Passage provided —

Former executive director of the Major League Players Association, Marvin Miller, said, “At the time Curt Flood decided to challenge baseball’s reserve clause, he was perhaps the sport’s premier center fielder. And yet he chose to fight an injustice, knowing that even if by some miracle he won, his career as a professional player would be over. At no time did he waver in his commitment and determination. He had experienced something that was inherently unfair and was determined to right the wrong, not so much for himself, but for those who would come after him. Few praised him for this, then or now. There is no Hall of Fame for people like Curt.”
That is, until now . . . . and the Baseball Reliquary is honored to have Curt Flood in its first class of electees to the Shrine of the Eternals.
William Louis Veeck, Jr.
Born 2/9/14, Chicago, Illinois
Died 1/2/86, Chicago, Illinois
A self-proclaimed “hustler,” Bill Veeck, Jr. was the greatest public relations man and promotional genius the game of baseball has ever seen. The son of former Chicago Cubs president Bill Veeck, Sr., he got his start in the baseball business selling peanuts and hot dogs at Wrigley Field and was fond of saying that he was “the only human being ever raised in a ballpark.” Over the course of a fifty-year love affair with baseball, Veeck would own three major league teams and would establish himself as the game’s most incorrigible maverick.
Upon returning from military duty in World War II, during which he received a severe leg wound that would ultimately require amputation, Veeck bought his first major league team, the Cleveland Indians, in 1946 at the age of 32. Although his reign in Cleveland was a mere three-and-a-half years, neither the Indians nor the game of baseball were quite the same thereafter. In 1947 Veeck hired the American League’s first black player (Larry Doby), and a year later brought Cleveland its first pennant and world championship since 1920, establishing a new major league season attendance record of 2.6 million fans. He introduced fireworks displays after games and signed 42-year-old Negro League pitching legend Satchel Paige to a contract in 1948, making him the oldest rookie ever to play professional baseball. Veeck even staged a night for Joe Earley, after the fan protested that the Indians owner had honored everyone except the average “Joe.”

Dataset extract —
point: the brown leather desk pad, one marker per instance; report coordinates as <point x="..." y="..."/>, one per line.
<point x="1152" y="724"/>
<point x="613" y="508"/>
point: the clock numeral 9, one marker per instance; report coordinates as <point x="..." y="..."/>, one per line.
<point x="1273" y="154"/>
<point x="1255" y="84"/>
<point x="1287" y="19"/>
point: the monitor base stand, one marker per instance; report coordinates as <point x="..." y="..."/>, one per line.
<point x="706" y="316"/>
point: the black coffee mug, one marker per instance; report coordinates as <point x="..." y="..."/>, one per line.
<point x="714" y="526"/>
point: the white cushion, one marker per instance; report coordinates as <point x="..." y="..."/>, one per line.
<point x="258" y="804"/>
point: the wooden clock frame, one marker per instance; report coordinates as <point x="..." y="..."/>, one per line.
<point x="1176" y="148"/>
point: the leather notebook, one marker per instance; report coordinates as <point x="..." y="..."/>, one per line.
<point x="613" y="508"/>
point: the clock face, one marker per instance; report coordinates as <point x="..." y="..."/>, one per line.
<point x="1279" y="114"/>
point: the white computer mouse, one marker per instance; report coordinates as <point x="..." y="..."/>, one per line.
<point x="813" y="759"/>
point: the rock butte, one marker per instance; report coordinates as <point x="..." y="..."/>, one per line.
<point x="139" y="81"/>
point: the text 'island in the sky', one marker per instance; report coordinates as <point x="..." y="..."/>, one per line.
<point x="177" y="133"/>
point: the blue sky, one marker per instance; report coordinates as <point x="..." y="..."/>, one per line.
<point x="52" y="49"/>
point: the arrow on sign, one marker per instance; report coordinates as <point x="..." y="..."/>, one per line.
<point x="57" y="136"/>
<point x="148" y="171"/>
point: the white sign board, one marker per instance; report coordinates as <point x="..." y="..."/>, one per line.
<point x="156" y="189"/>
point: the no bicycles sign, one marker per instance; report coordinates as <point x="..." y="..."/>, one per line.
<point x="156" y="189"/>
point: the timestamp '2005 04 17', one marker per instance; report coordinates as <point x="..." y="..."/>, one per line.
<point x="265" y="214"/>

Stated task — Copy the Shrine of the Eternals passage, starting with "Born 2/9/14, Chicago, Illinois" and going on through "most incorrigible maverick.", but rename "Wrigley Field" as "Cubs Park".

Result of the task —
Born 2/9/14, Chicago, Illinois
Died 1/2/86, Chicago, Illinois
A self-proclaimed “hustler,” Bill Veeck, Jr. was the greatest public relations man and promotional genius the game of baseball has ever seen. The son of former Chicago Cubs president Bill Veeck, Sr., he got his start in the baseball business selling peanuts and hot dogs at Cubs Park and was fond of saying that he was “the only human being ever raised in a ballpark.” Over the course of a fifty-year love affair with baseball, Veeck would own three major league teams and would establish himself as the game’s most incorrigible maverick.